-- Texte à lire --
+ + + +

Une ancienne loi d’Alexis Mikhaîlovitch, confirmée, en 1835, par l’empereur Nicolas, défendait aux Juifs d’avoir à leur service des chrétiens. Pour ce crime le code édictait, jusqu’en 1865, la peine de mort. Cette loi, inspirée par des considérations religieuses, n’était d’ordinaire appliquée qu’aux domestiques. On autorisait les négociants juifs à employer des chrétiens pour leurs affaires. Malgré cela, les autorités ont, encore sous Alexandre III, fait parfois défense aux Juifs d’occuper des chrétiens dans leurs établissements ou leurs fabriques. C’était leur rendre impossible toute industrie. C’était aussi priver de pain les chrétiens employés par les Israélites. Pareille mesure ne pouvait durer. L’application de la loi surannée du père de Pierre le Grand a été suspendue en 1887. Un Juif peut, aujourd’hui, avoir des serviteurs chrétiens, il est seulement tenu (cela à bon droit) de les laisser accomplir librement leurs devoirs religieux.

+ + + +

-- Données --
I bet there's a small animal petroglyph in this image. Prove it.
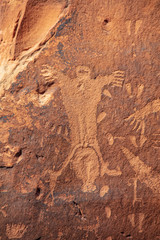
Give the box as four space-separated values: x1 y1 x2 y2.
6 223 27 239
42 65 124 203
121 147 160 194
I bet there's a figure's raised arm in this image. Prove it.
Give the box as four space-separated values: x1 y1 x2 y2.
96 71 124 87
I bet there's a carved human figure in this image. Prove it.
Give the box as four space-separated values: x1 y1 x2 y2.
42 66 124 197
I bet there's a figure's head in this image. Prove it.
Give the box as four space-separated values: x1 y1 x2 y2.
76 66 91 78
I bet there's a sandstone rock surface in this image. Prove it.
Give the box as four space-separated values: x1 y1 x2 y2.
0 0 160 240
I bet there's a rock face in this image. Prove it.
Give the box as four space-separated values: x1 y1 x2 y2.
0 0 160 240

+ + + +

-- Consigne --
Relevez toutes les années mentionnées dans le texte à lire, dans l'ordre où elles apparaissent.

-- Corrigé --
1835, 1865, 1887